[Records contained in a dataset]
● ● ●

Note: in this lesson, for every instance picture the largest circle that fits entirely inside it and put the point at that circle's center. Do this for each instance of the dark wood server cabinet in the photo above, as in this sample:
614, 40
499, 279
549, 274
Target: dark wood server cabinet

● ● ●

» WHAT YOU HAVE TO DO:
Among the lines above, show every one that contains the string "wood".

» TASK SOLUTION:
Note: in this lesson, for every instance picture the largest circle that fits entirely inside it and put the point at that circle's center. Do this for each instance of the dark wood server cabinet in the photo above, as in this sample:
Target: dark wood server cabinet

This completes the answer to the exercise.